**Task objective**. A word-for-word copy of the listing is required, and it must contain no pictures.

**Raw data**.
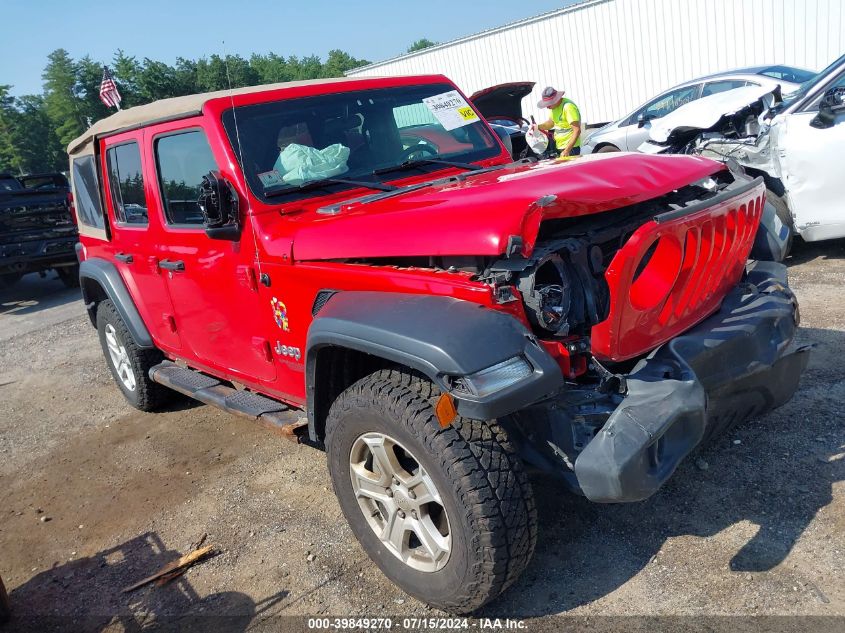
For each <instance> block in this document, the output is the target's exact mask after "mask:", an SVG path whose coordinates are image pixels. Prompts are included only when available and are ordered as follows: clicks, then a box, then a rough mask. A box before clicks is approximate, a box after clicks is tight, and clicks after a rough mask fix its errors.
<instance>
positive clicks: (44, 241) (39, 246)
mask: <svg viewBox="0 0 845 633" xmlns="http://www.w3.org/2000/svg"><path fill="white" fill-rule="evenodd" d="M78 241H79V238H78V237H77V236H76V235H70V236H62V237H56V238H50V239H41V240H32V241H26V242H12V243H10V244H0V273H9V272H20V273H27V272H38V271H40V270H47V269H49V268H54V267H56V266H73V265H75V264H76V263H77V260H76V252H75V251H74V247H75V245H76V243H77V242H78Z"/></svg>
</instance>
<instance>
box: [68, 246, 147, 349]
mask: <svg viewBox="0 0 845 633" xmlns="http://www.w3.org/2000/svg"><path fill="white" fill-rule="evenodd" d="M79 280H80V286H81V290H82V300H83V301H84V302H85V308H86V309H87V310H88V318H90V319H91V324H92V325H94V327H96V326H97V306H98V305H99V304H100V302H102V301H104V300H105V299H110V300H111V302H112V303H113V304H114V307H115V308H116V309H117V311H118V313H119V314H120V318H122V319H123V321H124V323H126V327H127V329H128V330H129V333H130V334H131V335H132V338H133V340H134V341H135V344H136V345H137V346H138V347H140V348H142V349H152V348H154V347H155V344H154V343H153V339H152V336H150V331H149V330H148V329H147V326H146V325H144V321H143V319H142V318H141V315H140V313H139V312H138V308H137V307H136V306H135V302H134V301H133V300H132V296H131V295H130V294H129V290H127V288H126V284H125V283H123V279H122V278H121V276H120V272H119V271H118V270H117V267H116V266H115V265H114V264H112V263H111V262H109V261H106V260H105V259H101V258H99V257H92V258H90V259H86V260H85V261H83V262H82V263H81V264H80V265H79Z"/></svg>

**Your solution**.
For each <instance> block in this document, the output is the target's exact mask after "mask:", an SVG path whose coordinates are image pixels. Prompts are included only when available and are ordered as follows: clicks, then a box, then a rough mask. A box before clicks is approximate, a box after clicks is tight, and clicks after a rough mask fix its errors.
<instance>
positive clicks: (44, 241) (39, 246)
mask: <svg viewBox="0 0 845 633" xmlns="http://www.w3.org/2000/svg"><path fill="white" fill-rule="evenodd" d="M78 241H79V238H78V237H77V236H76V235H70V236H62V237H56V238H50V239H41V240H32V241H26V242H12V243H10V244H0V273H9V272H20V273H27V272H38V271H40V270H47V269H49V268H54V267H56V266H73V265H75V264H76V263H77V260H76V252H75V251H74V247H75V245H76V243H77V242H78Z"/></svg>
</instance>
<instance>
box: [68, 246, 147, 349]
mask: <svg viewBox="0 0 845 633" xmlns="http://www.w3.org/2000/svg"><path fill="white" fill-rule="evenodd" d="M79 280H80V286H81V290H82V300H83V301H84V302H85V308H86V309H87V310H88V318H90V319H91V324H92V325H94V327H96V326H97V306H98V305H99V304H100V302H102V301H104V300H105V299H110V300H111V302H112V303H113V304H114V307H115V308H116V309H117V311H118V313H119V314H120V318H122V319H123V321H124V323H126V327H127V329H128V330H129V333H130V334H131V335H132V338H133V340H134V341H135V344H136V345H137V346H138V347H140V348H142V349H152V348H154V347H155V344H154V343H153V339H152V336H150V331H149V330H148V329H147V326H146V325H144V321H143V319H142V318H141V315H140V313H139V312H138V308H137V307H136V306H135V302H134V301H133V300H132V296H131V295H130V294H129V290H127V288H126V284H125V283H123V279H122V278H121V276H120V272H119V271H118V270H117V267H116V266H115V265H114V264H112V263H111V262H109V261H106V260H105V259H101V258H99V257H92V258H90V259H86V260H85V261H83V262H82V263H81V264H80V265H79Z"/></svg>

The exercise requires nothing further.